BEGIN Materials provided
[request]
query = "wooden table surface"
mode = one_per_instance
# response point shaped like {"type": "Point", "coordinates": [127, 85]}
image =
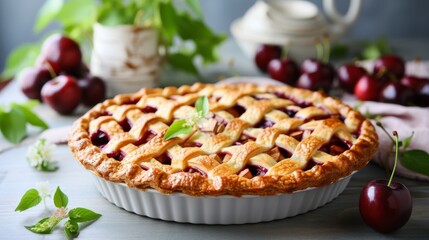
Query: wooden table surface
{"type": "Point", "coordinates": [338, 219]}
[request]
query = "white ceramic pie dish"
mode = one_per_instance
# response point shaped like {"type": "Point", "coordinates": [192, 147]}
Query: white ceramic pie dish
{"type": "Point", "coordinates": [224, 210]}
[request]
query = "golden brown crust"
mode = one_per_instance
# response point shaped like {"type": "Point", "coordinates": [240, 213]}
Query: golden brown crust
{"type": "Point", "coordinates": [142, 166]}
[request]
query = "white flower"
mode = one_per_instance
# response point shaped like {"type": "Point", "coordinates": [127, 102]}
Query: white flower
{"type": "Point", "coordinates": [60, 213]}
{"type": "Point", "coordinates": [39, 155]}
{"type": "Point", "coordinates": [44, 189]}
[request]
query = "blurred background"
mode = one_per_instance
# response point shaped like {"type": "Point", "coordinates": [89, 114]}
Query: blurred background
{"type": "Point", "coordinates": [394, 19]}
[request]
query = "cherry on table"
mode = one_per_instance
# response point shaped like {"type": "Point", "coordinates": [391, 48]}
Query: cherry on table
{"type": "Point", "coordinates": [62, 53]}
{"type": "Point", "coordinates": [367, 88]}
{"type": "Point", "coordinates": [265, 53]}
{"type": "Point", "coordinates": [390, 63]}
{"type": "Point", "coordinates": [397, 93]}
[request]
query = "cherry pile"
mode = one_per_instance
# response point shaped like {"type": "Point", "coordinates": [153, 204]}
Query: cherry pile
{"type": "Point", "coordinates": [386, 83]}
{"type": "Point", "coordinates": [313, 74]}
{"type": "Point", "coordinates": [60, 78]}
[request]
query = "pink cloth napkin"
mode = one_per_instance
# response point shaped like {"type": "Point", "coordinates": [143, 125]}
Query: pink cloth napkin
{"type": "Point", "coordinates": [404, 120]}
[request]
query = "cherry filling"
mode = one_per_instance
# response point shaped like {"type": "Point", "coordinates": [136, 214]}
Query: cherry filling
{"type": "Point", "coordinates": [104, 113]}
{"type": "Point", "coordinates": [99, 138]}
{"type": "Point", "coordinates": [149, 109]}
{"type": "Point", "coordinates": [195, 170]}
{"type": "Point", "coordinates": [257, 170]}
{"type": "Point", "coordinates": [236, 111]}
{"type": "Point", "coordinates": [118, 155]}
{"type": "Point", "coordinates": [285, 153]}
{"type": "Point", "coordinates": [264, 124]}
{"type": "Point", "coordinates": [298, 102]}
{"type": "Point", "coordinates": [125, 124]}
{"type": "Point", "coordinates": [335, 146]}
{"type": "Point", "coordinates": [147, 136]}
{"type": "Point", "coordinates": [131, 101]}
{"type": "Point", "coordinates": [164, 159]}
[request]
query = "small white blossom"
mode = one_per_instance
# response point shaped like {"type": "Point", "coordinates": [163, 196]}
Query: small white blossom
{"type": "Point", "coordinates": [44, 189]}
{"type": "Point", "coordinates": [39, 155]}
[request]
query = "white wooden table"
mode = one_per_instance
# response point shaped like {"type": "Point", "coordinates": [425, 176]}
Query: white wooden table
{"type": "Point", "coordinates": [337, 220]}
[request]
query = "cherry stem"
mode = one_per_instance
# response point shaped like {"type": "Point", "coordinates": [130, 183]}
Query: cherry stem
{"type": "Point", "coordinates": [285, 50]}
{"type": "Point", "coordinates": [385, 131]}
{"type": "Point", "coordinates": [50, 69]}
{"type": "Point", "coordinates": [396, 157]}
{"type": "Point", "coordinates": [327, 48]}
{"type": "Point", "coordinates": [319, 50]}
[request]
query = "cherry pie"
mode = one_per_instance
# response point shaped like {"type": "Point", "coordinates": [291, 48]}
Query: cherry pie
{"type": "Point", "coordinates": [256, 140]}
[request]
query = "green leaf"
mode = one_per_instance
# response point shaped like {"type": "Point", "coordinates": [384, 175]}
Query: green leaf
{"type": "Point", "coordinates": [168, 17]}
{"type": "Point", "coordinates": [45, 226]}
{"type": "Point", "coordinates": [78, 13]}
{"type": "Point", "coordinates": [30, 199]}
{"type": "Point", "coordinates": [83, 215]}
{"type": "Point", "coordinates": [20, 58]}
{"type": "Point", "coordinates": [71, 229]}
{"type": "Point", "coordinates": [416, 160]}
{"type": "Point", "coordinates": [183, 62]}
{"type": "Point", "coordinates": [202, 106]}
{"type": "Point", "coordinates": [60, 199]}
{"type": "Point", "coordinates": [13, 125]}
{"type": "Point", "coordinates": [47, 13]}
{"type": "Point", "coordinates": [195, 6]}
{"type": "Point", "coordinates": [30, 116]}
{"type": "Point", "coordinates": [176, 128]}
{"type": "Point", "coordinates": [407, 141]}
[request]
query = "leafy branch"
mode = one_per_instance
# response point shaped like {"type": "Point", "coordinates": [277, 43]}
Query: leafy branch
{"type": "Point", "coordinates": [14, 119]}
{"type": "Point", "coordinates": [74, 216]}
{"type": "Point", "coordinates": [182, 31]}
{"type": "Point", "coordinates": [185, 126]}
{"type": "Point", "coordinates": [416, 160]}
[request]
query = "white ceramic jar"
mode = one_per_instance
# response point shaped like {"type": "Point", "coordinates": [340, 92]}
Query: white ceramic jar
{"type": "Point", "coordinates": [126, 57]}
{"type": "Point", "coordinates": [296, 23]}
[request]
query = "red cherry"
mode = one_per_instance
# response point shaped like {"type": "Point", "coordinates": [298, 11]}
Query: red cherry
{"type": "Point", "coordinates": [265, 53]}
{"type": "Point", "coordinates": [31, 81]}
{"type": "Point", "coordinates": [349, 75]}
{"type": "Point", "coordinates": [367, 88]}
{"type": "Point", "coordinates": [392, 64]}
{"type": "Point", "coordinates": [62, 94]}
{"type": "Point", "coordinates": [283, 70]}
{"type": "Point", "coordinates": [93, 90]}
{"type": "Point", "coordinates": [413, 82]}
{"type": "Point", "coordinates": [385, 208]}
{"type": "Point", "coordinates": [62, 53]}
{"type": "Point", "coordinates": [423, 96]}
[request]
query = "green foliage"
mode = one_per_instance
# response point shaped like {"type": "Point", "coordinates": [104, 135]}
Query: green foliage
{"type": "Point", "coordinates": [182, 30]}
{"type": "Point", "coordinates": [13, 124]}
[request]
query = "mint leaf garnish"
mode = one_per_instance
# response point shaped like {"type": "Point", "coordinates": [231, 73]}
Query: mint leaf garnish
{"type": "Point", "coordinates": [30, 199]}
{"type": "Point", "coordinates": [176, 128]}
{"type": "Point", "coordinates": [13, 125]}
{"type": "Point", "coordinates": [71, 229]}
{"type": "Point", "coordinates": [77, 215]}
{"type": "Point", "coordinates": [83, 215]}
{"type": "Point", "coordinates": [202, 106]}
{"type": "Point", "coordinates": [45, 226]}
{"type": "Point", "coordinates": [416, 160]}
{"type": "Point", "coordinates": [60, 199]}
END Materials provided
Exercise objective: Your copy should restate every record word for word and contain no pictures.

Your response:
[request]
query = "wooden table surface"
mode = one_per_instance
# response point shaped like {"type": "Point", "coordinates": [127, 85]}
image =
Query: wooden table surface
{"type": "Point", "coordinates": [338, 219]}
[request]
query = "white ceramic pie dish"
mode = one_per_instance
# response point shaped like {"type": "Point", "coordinates": [192, 147]}
Query: white ceramic pie dish
{"type": "Point", "coordinates": [224, 210]}
[request]
query = "golden brown crust"
mode = one_per_instance
# response point shaped like {"type": "Point", "coordinates": [240, 213]}
Query: golden brown crust
{"type": "Point", "coordinates": [142, 166]}
[request]
query = "white flower"
mode = one_per_instance
# response point shaped like {"type": "Point", "coordinates": [127, 102]}
Query: white flower
{"type": "Point", "coordinates": [60, 213]}
{"type": "Point", "coordinates": [39, 155]}
{"type": "Point", "coordinates": [44, 189]}
[request]
query = "blurred background"
mode = one_per_instance
# response point shaped like {"type": "Point", "coordinates": [89, 114]}
Query: blurred background
{"type": "Point", "coordinates": [394, 19]}
[request]
query = "cherry on table"
mode = one_per_instance
# response point shaped like {"type": "Point", "coordinates": [391, 48]}
Query: cherry on table
{"type": "Point", "coordinates": [62, 53]}
{"type": "Point", "coordinates": [367, 88]}
{"type": "Point", "coordinates": [265, 53]}
{"type": "Point", "coordinates": [390, 63]}
{"type": "Point", "coordinates": [397, 93]}
[request]
query = "cherry pile"
mode = one_per_instance
# response point shaped like {"type": "Point", "coordinates": [153, 204]}
Query: cherry pile
{"type": "Point", "coordinates": [386, 83]}
{"type": "Point", "coordinates": [313, 74]}
{"type": "Point", "coordinates": [60, 78]}
[request]
query = "pink cloth napkin"
mode = one_per_instance
# response point shaped like {"type": "Point", "coordinates": [143, 125]}
Query: pink cloth napkin
{"type": "Point", "coordinates": [404, 120]}
[request]
query = "cherry filling"
mode = one_per_instance
# response point shaped like {"type": "Point", "coordinates": [136, 214]}
Query: cherry filling
{"type": "Point", "coordinates": [104, 113]}
{"type": "Point", "coordinates": [99, 138]}
{"type": "Point", "coordinates": [149, 109]}
{"type": "Point", "coordinates": [195, 170]}
{"type": "Point", "coordinates": [257, 170]}
{"type": "Point", "coordinates": [236, 111]}
{"type": "Point", "coordinates": [118, 155]}
{"type": "Point", "coordinates": [285, 153]}
{"type": "Point", "coordinates": [264, 124]}
{"type": "Point", "coordinates": [298, 102]}
{"type": "Point", "coordinates": [125, 124]}
{"type": "Point", "coordinates": [335, 146]}
{"type": "Point", "coordinates": [147, 136]}
{"type": "Point", "coordinates": [131, 101]}
{"type": "Point", "coordinates": [164, 159]}
[request]
query = "small white blossom"
mode = one_per_instance
# response point shaped like {"type": "Point", "coordinates": [163, 196]}
Query: small white blossom
{"type": "Point", "coordinates": [44, 189]}
{"type": "Point", "coordinates": [39, 155]}
[request]
query = "white wooden table"
mode = one_per_instance
# response point shaped like {"type": "Point", "coordinates": [425, 176]}
Query: white wooden table
{"type": "Point", "coordinates": [337, 220]}
[request]
query = "cherry stem"
mode = one_per_instance
# response point shaped like {"type": "Point", "coordinates": [130, 183]}
Query: cherry stem
{"type": "Point", "coordinates": [285, 50]}
{"type": "Point", "coordinates": [385, 131]}
{"type": "Point", "coordinates": [50, 69]}
{"type": "Point", "coordinates": [396, 157]}
{"type": "Point", "coordinates": [327, 48]}
{"type": "Point", "coordinates": [319, 50]}
[request]
query = "cherry pie"
mode = one_per_instance
# response point shaped like {"type": "Point", "coordinates": [291, 48]}
Query: cherry pie
{"type": "Point", "coordinates": [256, 140]}
[request]
query = "green leaf"
mode = one_per_instance
# response point shaped like {"type": "Point", "coordinates": [384, 175]}
Query: green leaf
{"type": "Point", "coordinates": [168, 17]}
{"type": "Point", "coordinates": [45, 226]}
{"type": "Point", "coordinates": [78, 13]}
{"type": "Point", "coordinates": [30, 199]}
{"type": "Point", "coordinates": [83, 215]}
{"type": "Point", "coordinates": [20, 58]}
{"type": "Point", "coordinates": [71, 229]}
{"type": "Point", "coordinates": [416, 160]}
{"type": "Point", "coordinates": [183, 62]}
{"type": "Point", "coordinates": [202, 106]}
{"type": "Point", "coordinates": [60, 199]}
{"type": "Point", "coordinates": [13, 125]}
{"type": "Point", "coordinates": [47, 13]}
{"type": "Point", "coordinates": [195, 6]}
{"type": "Point", "coordinates": [30, 116]}
{"type": "Point", "coordinates": [176, 128]}
{"type": "Point", "coordinates": [407, 141]}
[request]
query = "leafy branch"
mode = one_per_instance
# response point shaped like {"type": "Point", "coordinates": [277, 43]}
Query: leafy branch
{"type": "Point", "coordinates": [14, 119]}
{"type": "Point", "coordinates": [74, 216]}
{"type": "Point", "coordinates": [182, 31]}
{"type": "Point", "coordinates": [185, 126]}
{"type": "Point", "coordinates": [416, 160]}
[request]
query = "white ceramic jar"
mode = one_per_instance
# response point shaped like {"type": "Point", "coordinates": [340, 92]}
Query: white ceramic jar
{"type": "Point", "coordinates": [126, 57]}
{"type": "Point", "coordinates": [296, 23]}
[request]
query = "red cherry"
mode = one_per_instance
# response point shaped like {"type": "Point", "coordinates": [298, 11]}
Query: red cherry
{"type": "Point", "coordinates": [265, 53]}
{"type": "Point", "coordinates": [31, 81]}
{"type": "Point", "coordinates": [349, 75]}
{"type": "Point", "coordinates": [367, 88]}
{"type": "Point", "coordinates": [392, 64]}
{"type": "Point", "coordinates": [62, 94]}
{"type": "Point", "coordinates": [283, 70]}
{"type": "Point", "coordinates": [93, 90]}
{"type": "Point", "coordinates": [413, 82]}
{"type": "Point", "coordinates": [385, 208]}
{"type": "Point", "coordinates": [62, 53]}
{"type": "Point", "coordinates": [423, 96]}
[request]
query = "green foliage"
mode = one_per_instance
# response point shaped like {"type": "Point", "coordinates": [104, 135]}
Query: green foliage
{"type": "Point", "coordinates": [182, 30]}
{"type": "Point", "coordinates": [13, 124]}
[request]
query = "mint leaf garnish"
mode = one_per_instance
# response point shaped like {"type": "Point", "coordinates": [231, 73]}
Query: mint leaf garnish
{"type": "Point", "coordinates": [30, 199]}
{"type": "Point", "coordinates": [176, 128]}
{"type": "Point", "coordinates": [13, 125]}
{"type": "Point", "coordinates": [71, 229]}
{"type": "Point", "coordinates": [77, 215]}
{"type": "Point", "coordinates": [83, 215]}
{"type": "Point", "coordinates": [202, 106]}
{"type": "Point", "coordinates": [45, 226]}
{"type": "Point", "coordinates": [416, 160]}
{"type": "Point", "coordinates": [60, 199]}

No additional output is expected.